==== Brano citato

Lo abbiamo detto più volte: il mondo non è più quello di prima, il lavoro non è più quello di prima. Ma la realtà delle trasformazioni in corso è apparsa in tutta la sua concretezza solo a pandemia finita, quando sono emerse in modo sempre più chiaro le criticità di un modello organizzativo strutturato sulla grande impresa del IX e del XX secolo, secondo quel modello lineare studio, lavoro, pensione che non corrisponde più alla richiesta di flessibilità che arriva dalle organizzazioni e dagli individui.
Una flessibilità che prima della pandemia era il risultato di un modello industriale alla continua e forsennata ricerca di un livello sempre più alto di sviluppo. Una flessibilità che oggi, invece, risponde alla necessità di fermarsi a riflettere per trovare il giusto punto di equilibrio tra vita e lavoro, tra crescita individuale e lavoro, tra crescita economica “sostenibile” – nel significato più puro che si può dare a questo termine ormai inflazionato – e lavoro. Che garantisca il raggiungimento degli obiettivi dell’impresa, con un’attenzione più equilibrata anche ai desideri, alle aspirazioni e al benessere degli individui.
Non che oggi studio, lavoro e pensione non siano più importanti. Quello che è stato ripensato è la loro netta separazione temporale e concettuale. Non sono più momenti e tappe fondamentali della vita con un inizio e una fine, ma fattori tra loro interconnessi di sviluppo dell’individuo nell’intero arco della vita.
Oggi, ad esempio, lo studio deve accompagnare l’intera esistenza, anche il momento del ritiro dal lavoro. Il lavoro può accompagnare la fase di studio ed essere l’occasione per acquisire quel primo bagaglio di esperienze che poi accompagnerà l’individuo nel proprio sviluppo professionale e nelle diverse transizioni lavorative. Anche il momento del ritiro dal lavoro può divenire l’occasione per sviluppare e fare crescere nuove e diverse abilità e competenze.
Se la nuova organizzazione del lavoro – favorita dalla tecnologia – è in gran parte fondata sulla flessibilità (individuale, contrattuale, organizzativa), il lavoro ibrido e il desiderio di autonomia guidano il cambiamento in atto, perché sono fattori indispensabili per poter parlare di equilibrio vita-lavoro, di benessere individuale e di benessere collettivo.

========

-- Compiti da svolgere --
A – Modifica il testo sul futuro del lavoro: riscrivilo cominciando da "Non che oggi" e proseguendo fino a "abilità e competenze.", con "opportunità" al posto di "occasione".
B – Riprendi il testo sul futuro del lavoro e prosegui dopo la sua ultima frase.

==== Voci fornite

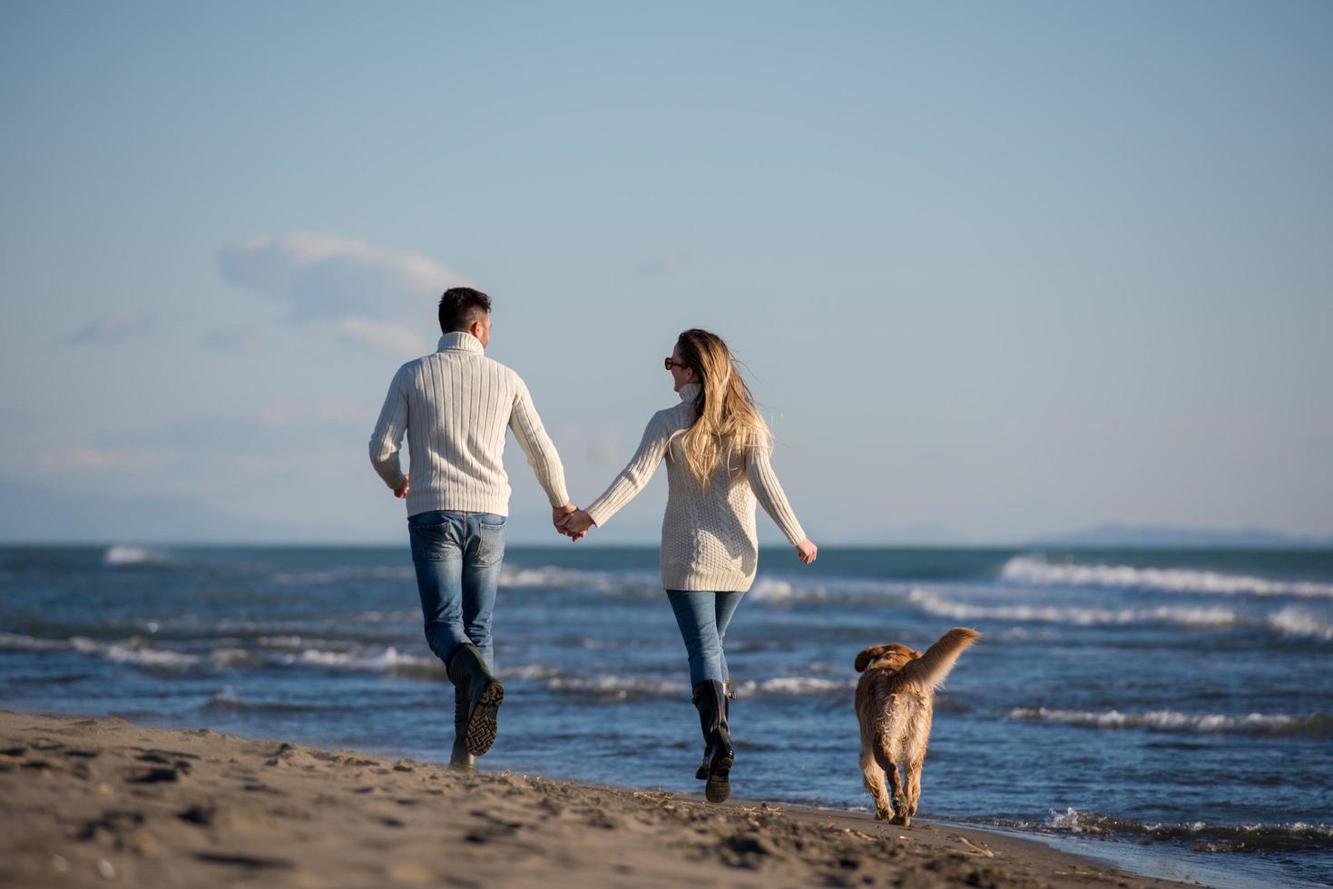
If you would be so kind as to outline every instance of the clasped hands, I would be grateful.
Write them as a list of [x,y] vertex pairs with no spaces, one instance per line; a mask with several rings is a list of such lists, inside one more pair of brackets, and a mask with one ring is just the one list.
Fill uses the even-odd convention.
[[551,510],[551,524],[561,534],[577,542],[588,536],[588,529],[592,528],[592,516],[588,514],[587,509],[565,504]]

========
==== Voci fornite

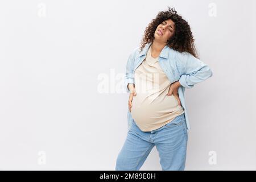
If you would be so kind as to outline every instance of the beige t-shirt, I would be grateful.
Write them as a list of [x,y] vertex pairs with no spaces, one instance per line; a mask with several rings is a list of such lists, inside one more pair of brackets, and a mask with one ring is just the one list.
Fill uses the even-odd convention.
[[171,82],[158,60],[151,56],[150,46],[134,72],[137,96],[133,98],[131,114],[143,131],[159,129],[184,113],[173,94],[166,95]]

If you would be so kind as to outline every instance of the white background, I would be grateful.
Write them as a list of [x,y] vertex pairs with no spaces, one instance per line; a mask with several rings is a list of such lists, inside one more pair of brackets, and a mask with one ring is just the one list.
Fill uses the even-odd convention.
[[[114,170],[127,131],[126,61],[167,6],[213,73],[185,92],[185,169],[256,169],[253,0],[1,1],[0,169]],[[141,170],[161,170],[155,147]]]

========

-- Soluzioni --
A –
Non che oggi studio, lavoro e pensione non siano più importanti. Quello che è stato ripensato è la loro netta separazione temporale e concettuale. Non sono più momenti e tappe fondamentali della vita con un inizio e una fine, ma fattori tra loro interconnessi di sviluppo dell’individuo nell’intero arco della vita.
Oggi, ad esempio, lo studio deve accompagnare l’intera esistenza, anche il momento del ritiro dal lavoro. Il lavoro può accompagnare la fase di studio ed essere l’opportunità per acquisire quel primo bagaglio di esperienze che poi accompagnerà l’individuo nel proprio sviluppo professionale e nelle diverse transizioni lavorative. Anche il momento del ritiro dal lavoro può divenire l’opportunità per sviluppare e fare crescere nuove e diverse abilità e competenze.

B –
Se oggi, infine, possiamo parlare concretamente della prospettiva di una revisione dei tempi di lavoro e di settimana corta, è la produttività la chiave attraverso la quale possiamo leggere e interpretare molti dei cambiamenti in atto. Le nuove e concrete sfide per il futuro.
La produttività è così diventata il fulcro attraverso il quale è possibile ripensare l’intera organizzazione del lavoro. Ma perché non resti una mera dichiarazione di principio, sterile e priva di contenuto concreto, dobbiamo imparare a renderla fattore chiave del linguaggio d’impresa e dell’organizzazione del lavoro con l’obiettivo – concreto – di costruire in modo effettivo ambienti che favoriscano appunto efficienza e produttività.
Come possiamo agire concretamente per far sì che l’organizzazione del lavoro – del nuovo lavoro – favorisca la costruzione di ambienti di lavoro in grado di alimentare quel circolo virtuoso necessario a favorire il benessere individuale e collettivo e quindi la produttività?
Rendendo concreti innanzitutto gli investimenti in termini di tempo, di risorse, di servizi che favoriscano la produttività e l’engagement. Ma anche perseguendo in modo reale obiettivi di benessere fisico e mentale, essenziale per assicurare che le persone si sentano parte del progetto dell’intera organizzazione. Ad esempio, ma non solo, con la revisione e rimodulazione degli orari di lavoro.
È inoltre indispensabile adottare concrete politiche di welfare – integrando pubblico e privato – e una corretta analisi del costo del lavoro, perché una buona progettazione del costo del lavoro consente di liberare risorse da re-investire, senza appesantire le voci del conto economico.
È arrivato il momento di passare dalle dichiarazioni di principio all’azione.